# Flats & Bay 1660 Restore



## fishicaltherapist (Mar 9, 2013)

See you in May! REALLY beautiful skiff, enjoy. [smiley=1-thumbsup3.gif]


----------



## Paul_Barnard (Oct 28, 2011)

I have always liked that hull. Great looking boat!


----------



## rkmurphy (Nov 2, 2008)

Great work!


----------



## devrep (Feb 22, 2009)

great looking boat, nice work.


----------



## mxbeebop (Mar 22, 2013)

Great Job!


----------



## david_kohler (Jun 29, 2009)

Great job for sure! Another rebuild, making it nicer than when it left from the factory!


----------



## b16stang_crx (Jan 18, 2012)

looks great brother


----------



## permitchaser (Aug 26, 2013)

It is a beauty. Give us the particulars, how does it ride and how fast. I may be down nest season to chase Tarpon with you


----------



## shuskins (Apr 10, 2013)

The ride is really good. I was most impressed. Very, very smooth and being honest with the other flats and bay owners, she handles chop like a boss. The Nautilus Smart Tabs I installed made a world of difference out of the hole. I got the lock out brackets so I can pole In shallow water where they won't break off in reverse. Without the trolling motor and 2 12v batteries I can get a stable 8" draft. I have not seen what it is without the extra weight of those yet. A 48hp Johnson SPL hangs on the back and my Elite 5 GPS reads 36mph, again without the trolling motor and 2 batteries. Another great little surprise was how well it poles. I mean it does not pole like some super skinny skiffs I have poled before, but the extra effort needed is really minimal at best. Again a real treat and as soon as I make my way on top the platform and give it one good shove I smile I swear . It really has been a good experiance getting her back into shape. If it was not for this website and all the good reviews on these boats, I would have missed this great boat. It was a great purchase and I don't come by those very much. If you are looking for a do all type of skiff, you would be hard pressed finding another that offers what these do in the price range.

——

(Set of tasks):
1. Rewrite the Flats & Bay 1660 restore thread, starting at "# Flats & Bay" and ending at "(Oct 28, 2011)", and change "beautiful" to "lovely".
2. Carry on the Flats & Bay 1660 restore thread from the point where it stops.

(Given material):
——

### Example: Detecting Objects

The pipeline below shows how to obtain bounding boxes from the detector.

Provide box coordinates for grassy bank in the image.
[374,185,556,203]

——

(Results for the exercise):
1.
# Flats & Bay 1660 Restore



## fishicaltherapist (Mar 9, 2013)

See you in May! REALLY lovely skiff, enjoy. [smiley=1-thumbsup3.gif]


----------



## Paul_Barnard (Oct 28, 2011)

2.
----------



## permitchaser (Aug 26, 2013)

Your post made me want to get my boat done so I can post the results. Let me know how you like the Elite 5. I have one that I have not used yet :-/


----------



## FlyLord (Apr 1, 2020)

I have the same boat! You’re making me want to do mine like this!!! Love it brotha


----------



## EBall33 (Jun 4, 2021)

Absolutely beautiful! Great job. Couldn’t help but smile as I was reading your post. I agree 100% with everything you said. I hve this same exact boat. Not nearly in as good in condition. Same color. However, original paint from 1997. I have yet found a shop that can match the color . How did ya get it done? Looks phenomenal!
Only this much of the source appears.